(Material provided Opens)

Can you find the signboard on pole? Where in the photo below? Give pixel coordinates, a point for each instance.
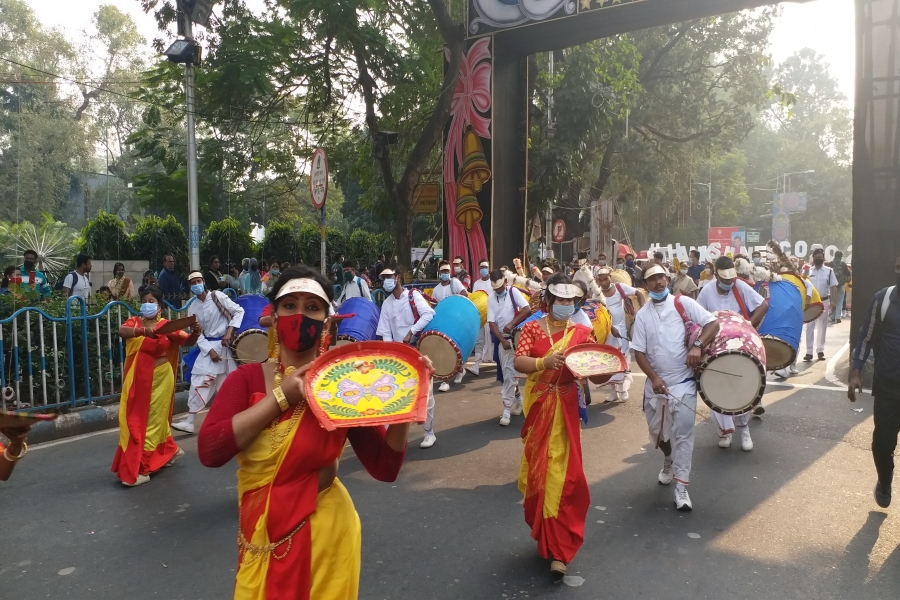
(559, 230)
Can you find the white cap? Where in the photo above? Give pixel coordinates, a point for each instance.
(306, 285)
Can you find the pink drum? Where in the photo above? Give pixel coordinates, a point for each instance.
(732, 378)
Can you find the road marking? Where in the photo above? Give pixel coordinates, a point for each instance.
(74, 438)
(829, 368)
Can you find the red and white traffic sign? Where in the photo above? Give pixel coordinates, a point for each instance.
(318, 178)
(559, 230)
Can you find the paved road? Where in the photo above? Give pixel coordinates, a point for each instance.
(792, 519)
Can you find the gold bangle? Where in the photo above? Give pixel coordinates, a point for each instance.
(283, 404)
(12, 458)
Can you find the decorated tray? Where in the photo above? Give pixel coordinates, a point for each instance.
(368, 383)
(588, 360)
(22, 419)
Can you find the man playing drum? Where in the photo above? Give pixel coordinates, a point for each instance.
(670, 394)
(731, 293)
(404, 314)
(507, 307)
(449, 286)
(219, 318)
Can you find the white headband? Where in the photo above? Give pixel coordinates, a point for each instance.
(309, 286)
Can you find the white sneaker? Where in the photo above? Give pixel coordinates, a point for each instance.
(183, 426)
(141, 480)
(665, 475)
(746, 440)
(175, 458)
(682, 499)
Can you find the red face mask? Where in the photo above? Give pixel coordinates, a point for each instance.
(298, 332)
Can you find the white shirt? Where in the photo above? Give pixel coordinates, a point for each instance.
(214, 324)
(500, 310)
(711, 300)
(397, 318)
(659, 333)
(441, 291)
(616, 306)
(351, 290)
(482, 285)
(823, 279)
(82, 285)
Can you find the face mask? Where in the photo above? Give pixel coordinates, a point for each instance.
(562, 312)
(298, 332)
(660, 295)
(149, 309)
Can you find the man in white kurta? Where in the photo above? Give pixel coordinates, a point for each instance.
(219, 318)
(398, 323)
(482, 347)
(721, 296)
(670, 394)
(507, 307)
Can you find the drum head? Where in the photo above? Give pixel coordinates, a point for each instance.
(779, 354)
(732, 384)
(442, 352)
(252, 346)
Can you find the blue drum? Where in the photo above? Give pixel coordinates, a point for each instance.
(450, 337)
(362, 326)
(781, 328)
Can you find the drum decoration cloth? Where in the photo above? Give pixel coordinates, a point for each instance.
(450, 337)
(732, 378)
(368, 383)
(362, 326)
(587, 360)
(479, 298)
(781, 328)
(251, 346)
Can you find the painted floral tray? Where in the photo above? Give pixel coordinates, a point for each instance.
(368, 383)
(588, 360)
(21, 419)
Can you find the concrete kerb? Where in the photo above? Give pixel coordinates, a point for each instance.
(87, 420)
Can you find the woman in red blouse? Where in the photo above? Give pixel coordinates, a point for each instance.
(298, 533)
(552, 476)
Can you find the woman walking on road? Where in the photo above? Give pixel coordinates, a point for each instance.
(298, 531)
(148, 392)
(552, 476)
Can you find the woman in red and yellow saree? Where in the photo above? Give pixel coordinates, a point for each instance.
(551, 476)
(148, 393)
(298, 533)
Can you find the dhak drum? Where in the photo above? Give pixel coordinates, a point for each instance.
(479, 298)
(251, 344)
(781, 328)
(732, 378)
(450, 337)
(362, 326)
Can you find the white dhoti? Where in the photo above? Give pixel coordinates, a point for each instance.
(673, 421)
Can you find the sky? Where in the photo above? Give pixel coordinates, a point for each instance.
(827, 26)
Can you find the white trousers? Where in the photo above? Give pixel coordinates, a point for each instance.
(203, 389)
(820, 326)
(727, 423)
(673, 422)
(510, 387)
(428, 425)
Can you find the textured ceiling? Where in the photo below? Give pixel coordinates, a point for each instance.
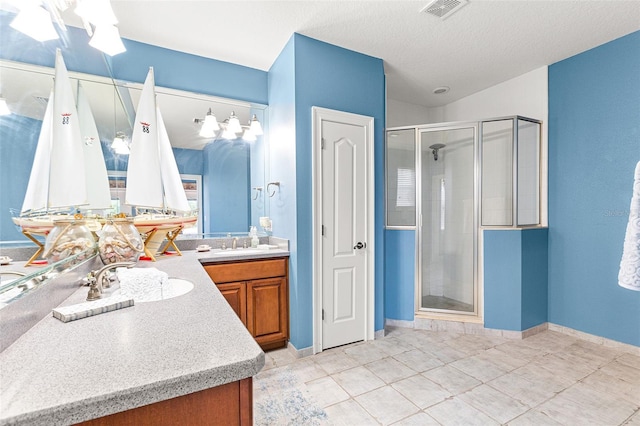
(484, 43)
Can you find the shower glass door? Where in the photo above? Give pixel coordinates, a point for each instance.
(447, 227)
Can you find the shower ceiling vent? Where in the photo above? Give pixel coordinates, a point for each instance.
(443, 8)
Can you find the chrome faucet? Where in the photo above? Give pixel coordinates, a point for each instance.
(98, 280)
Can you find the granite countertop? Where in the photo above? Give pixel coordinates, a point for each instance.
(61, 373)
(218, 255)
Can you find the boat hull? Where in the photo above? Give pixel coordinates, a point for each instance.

(Material provided Closes)
(Material provided Opens)

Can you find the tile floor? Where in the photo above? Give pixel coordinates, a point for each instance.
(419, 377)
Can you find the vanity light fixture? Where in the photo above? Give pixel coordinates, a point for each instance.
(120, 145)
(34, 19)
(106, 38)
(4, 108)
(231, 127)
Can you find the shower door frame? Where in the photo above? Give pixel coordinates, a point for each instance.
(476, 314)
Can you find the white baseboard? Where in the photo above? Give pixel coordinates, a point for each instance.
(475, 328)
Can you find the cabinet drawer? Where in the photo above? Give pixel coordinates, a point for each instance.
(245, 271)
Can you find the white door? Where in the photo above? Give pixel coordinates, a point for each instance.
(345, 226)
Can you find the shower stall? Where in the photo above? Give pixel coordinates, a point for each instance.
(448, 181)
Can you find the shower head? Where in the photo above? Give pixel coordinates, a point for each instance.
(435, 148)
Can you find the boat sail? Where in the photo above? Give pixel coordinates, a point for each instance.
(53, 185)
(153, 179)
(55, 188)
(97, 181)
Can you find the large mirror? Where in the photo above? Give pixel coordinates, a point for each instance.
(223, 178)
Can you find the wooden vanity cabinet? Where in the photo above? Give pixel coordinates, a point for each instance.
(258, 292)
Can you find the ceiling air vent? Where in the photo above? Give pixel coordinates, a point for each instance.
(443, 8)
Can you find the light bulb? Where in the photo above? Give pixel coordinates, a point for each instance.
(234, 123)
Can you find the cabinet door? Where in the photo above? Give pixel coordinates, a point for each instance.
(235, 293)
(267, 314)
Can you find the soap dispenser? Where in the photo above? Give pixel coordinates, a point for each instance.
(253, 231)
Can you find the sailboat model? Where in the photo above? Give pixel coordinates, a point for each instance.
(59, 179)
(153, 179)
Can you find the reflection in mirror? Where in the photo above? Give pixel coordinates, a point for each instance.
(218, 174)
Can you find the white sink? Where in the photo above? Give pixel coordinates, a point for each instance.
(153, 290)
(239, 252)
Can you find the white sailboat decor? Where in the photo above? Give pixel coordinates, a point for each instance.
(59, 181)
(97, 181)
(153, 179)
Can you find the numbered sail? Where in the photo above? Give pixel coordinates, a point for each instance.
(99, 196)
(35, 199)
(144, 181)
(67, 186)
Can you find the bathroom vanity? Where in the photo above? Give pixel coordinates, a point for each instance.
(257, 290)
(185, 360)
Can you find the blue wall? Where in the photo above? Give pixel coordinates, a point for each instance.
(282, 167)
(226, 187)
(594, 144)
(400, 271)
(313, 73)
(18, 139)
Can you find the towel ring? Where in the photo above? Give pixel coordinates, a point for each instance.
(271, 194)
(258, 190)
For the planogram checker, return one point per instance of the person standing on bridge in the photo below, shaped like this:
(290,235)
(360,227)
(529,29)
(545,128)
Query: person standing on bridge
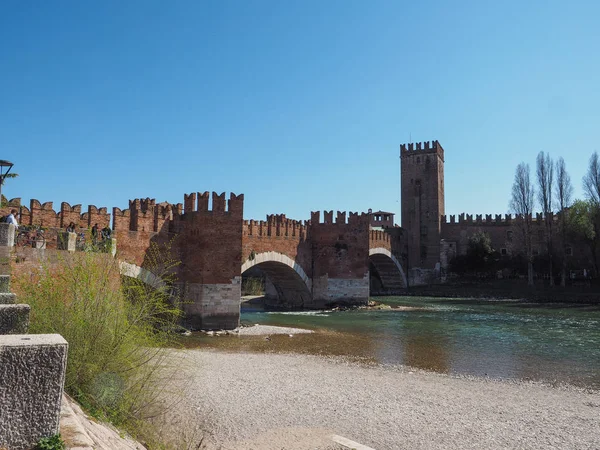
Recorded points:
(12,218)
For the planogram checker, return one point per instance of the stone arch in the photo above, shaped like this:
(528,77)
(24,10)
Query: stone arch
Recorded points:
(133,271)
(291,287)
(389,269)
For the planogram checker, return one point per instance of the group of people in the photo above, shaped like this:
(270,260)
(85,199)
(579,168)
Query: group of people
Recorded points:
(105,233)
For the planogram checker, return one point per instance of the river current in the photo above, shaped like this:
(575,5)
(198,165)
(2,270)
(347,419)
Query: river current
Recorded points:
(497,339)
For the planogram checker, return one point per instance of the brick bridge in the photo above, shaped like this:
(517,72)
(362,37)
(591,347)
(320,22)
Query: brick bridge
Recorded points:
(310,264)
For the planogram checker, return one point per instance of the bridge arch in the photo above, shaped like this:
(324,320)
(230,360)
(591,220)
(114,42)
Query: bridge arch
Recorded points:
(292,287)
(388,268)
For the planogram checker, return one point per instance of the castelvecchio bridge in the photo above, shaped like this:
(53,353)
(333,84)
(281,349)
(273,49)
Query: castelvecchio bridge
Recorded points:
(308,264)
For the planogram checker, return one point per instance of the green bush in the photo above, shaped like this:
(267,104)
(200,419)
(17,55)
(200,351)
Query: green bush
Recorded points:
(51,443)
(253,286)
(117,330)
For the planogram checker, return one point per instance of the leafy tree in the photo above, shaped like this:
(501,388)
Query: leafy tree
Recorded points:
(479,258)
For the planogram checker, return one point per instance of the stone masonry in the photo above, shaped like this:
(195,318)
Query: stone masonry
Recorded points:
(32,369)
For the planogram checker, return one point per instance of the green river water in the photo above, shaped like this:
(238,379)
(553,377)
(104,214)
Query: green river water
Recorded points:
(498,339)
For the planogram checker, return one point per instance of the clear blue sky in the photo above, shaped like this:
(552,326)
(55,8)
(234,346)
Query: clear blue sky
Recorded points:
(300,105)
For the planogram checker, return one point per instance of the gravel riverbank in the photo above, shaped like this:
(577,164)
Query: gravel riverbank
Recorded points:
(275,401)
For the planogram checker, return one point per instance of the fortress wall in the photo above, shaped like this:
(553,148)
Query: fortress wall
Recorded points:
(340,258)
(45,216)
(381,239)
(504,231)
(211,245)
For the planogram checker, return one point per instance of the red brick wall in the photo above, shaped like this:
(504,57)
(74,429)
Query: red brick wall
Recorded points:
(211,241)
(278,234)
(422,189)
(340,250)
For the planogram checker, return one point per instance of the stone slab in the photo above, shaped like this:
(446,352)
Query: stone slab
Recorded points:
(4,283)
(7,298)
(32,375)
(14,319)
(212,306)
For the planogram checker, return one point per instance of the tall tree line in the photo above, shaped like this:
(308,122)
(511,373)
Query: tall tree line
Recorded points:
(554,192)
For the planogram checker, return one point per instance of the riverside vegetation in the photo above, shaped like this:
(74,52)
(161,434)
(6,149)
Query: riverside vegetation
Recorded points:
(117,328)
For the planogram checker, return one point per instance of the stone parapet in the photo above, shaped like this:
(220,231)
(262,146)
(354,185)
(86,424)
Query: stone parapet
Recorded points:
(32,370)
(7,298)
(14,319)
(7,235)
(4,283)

(Material provided Closes)

What you will do:
Among the lines of the data, some contain the word "fortress". How many are there? Reply with the number alone.

Written solution:
2